Text passage:
------------------------------------------------------------------------
On Sunday I’ll be back in the pulpit preaching two reflections on the theme of cultivating a prophetic imagination. We’ll reflect together on the question… What IS a prophet? And what does it mean to use our imaginations in building the present and the future? What makes a prophetic imagination? Reflection one will be about dreaming. And reflection two, about putting our dreams into action. I hope you and your families will join us in person or online!

I also encourage you to join us at Ferry Beach after worship for an all-church picnic! It’s going to be a blast. And the following Sunday, October 1st, stay after worship for lunch and a workshop on covenant – the first step in building our congregational covenant of right relationship! If you haven’t RSVP’d yet, please do so here: https://forms.gle/cD2mws4EaU3tvohA7 .
------------------------------------------------------------------------
Recorded information:
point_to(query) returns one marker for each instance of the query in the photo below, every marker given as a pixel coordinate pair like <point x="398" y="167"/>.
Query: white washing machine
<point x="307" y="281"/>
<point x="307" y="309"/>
------------------------------------------------------------------------
Tasks to perform:
[A] Please say whether each statement agrees with the church announcement: (i) The second reflection will be about dreaming. (ii) The all-church picnic will be held at Ferry Beach after worship. (iii) The workshop on covenant takes place on October 1st. For each, answer yes or no and quote the deciding words.
[B] Carry on the church announcement from its last sentence onward.

Outputs:
[A]
(i) No: "Reflection one will be about dreaming."
(ii) Yes: "join us at Ferry Beach after worship for an all-church picnic!"
(iii) Yes: "the following Sunday, October 1st, stay after worship for lunch and a workshop on covenant"

[B]
My favorite gem of wisdom so far this week came from a poem I heard. One of the lines reads, “mistakes are ways of knowing.” I immediately wrote it down to read again and again and again. As things get busy, especially after a time away while I’m readjusting to the fall, I always make a few mistakes here and there. It’s such a good reminder to me, to us all, that they are simply how we learn. And how we learn is how we know. So may this gem be a balm to your spirit this week, too.

It’s good to be imperfectly among you, beloved and imperfect community. We’ve got this.